### Ausgangstext
· · · · · · ·

Kai Doering | vorwärts
Büchergilde-Geschäftsführer Andreas Elspas: Für uns müssen Bücher eine Haltbarkeit haben.
Die Büchergilde Gutenberg gibt es seit 100 Jahren. Wie lässt sie sich in drei Sätzen beschreiben?
Das Wichtigste an der Büchergilde ist ihr kuratiertes Programm. Dafür wählen wir viermal im Jahr die Titel aus, die wir für lesenswert halten und bei denen wir überzeugt sind, dass sie unsere Mitglieder interessieren. Damit geben wir auch eine gewisse Orientierung in der Flut der Neuerscheinungen, die es jedes Jahr gibt.
Ein zweiter Punkt der Büchergilde ist der Anspruch, optisch schöne Bücher herauszugeben. Auch aus unserer Geschichte heraus ist uns das Handwerk rund um den Buchdruck und die Gestaltung sehr wichtig. Bei der Büchergilde erscheinen in jedem Jahr exklusive Titel, von Künstlerinnen und Illustratoren gestaltete Bücher oder Original-Manuskripte – das macht eine Mitgliedschaft für viele interessant.

· · · · · · ·

### Bereitgestellte Daten
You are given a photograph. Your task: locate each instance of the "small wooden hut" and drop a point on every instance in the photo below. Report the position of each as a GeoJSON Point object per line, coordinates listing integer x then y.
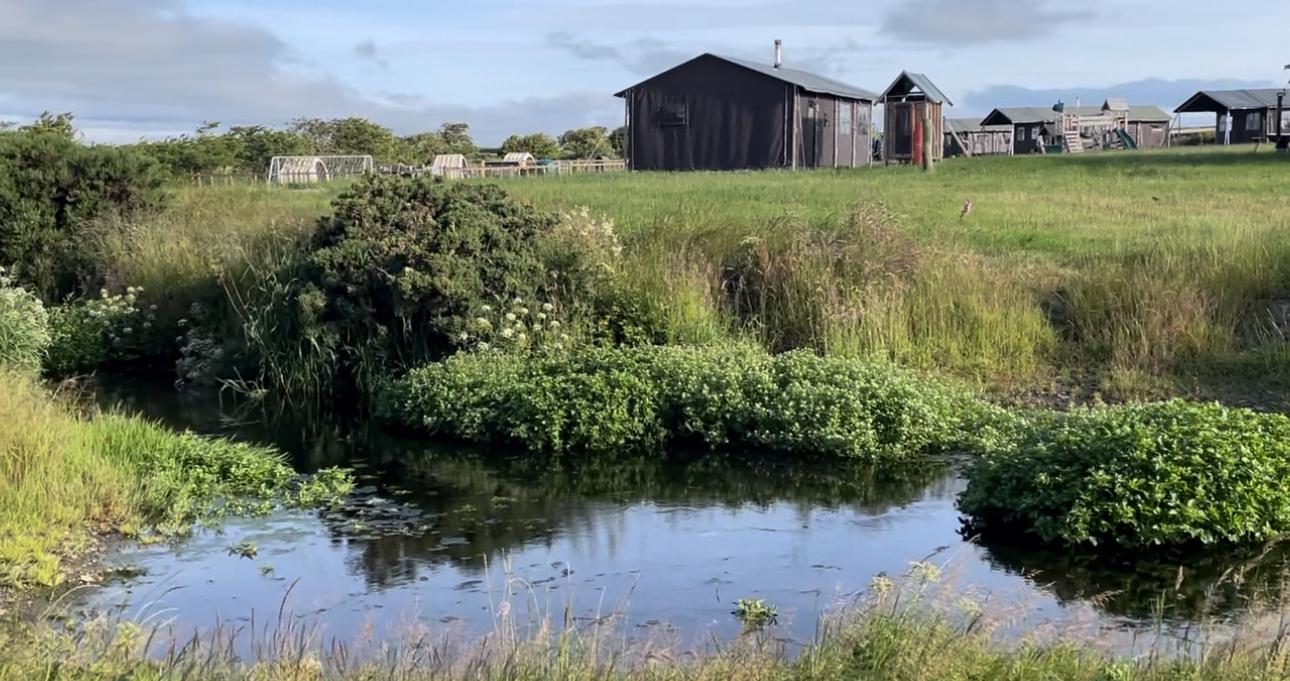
{"type": "Point", "coordinates": [912, 106]}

· · · · · · ·

### Arbeitsanweisungen
1. Wie oft im Jahr wählt die Büchergilde laut dem Text über die Büchergilde Gutenberg die Titel für ihr Programm aus?
2. Führe den Text über die Büchergilde Gutenberg nach seinem letzten Satz weiter.
Die Daten sind eigenständig und gehören nicht zum Text über die Büchergilde Gutenberg.

### Lösungen
1. Viermal im Jahr.

2.
Und drittens haben wir wie zu unseren Anfängen 1924 den Anspruch, Bücher zu erschwinglichen Preisen anzubieten. Als Buchgemeinschaft unterliegen wir nicht der Buchpreisbindung.
Warum liegt der Büchergilde die Buchgestaltung so sehr am Herzen?
Der ursprüngliche Leitsatz der Büchergilde hieß „Bücher voll guten Geistes in schöner Gestalt“. Dem fühlen wir uns auch 100 Jahre später noch verpflichtet. Für uns müssen Bücher eine Haltbarkeit haben, aufs Material bezogen als auch auf den Inhalt. Wenn man heute Bücher aus den Anfängen der Büchergilde in die Hand nimmt, hat man häufig den Eindruck, sie wären gerade erst erschienen. So hoch ist die Qualität. Die Gestaltung der Bücher unterstreicht aber auch ihre Inhalte. Form und Inhalt sind bei unseren Büchern immer ein Zusammenspiel.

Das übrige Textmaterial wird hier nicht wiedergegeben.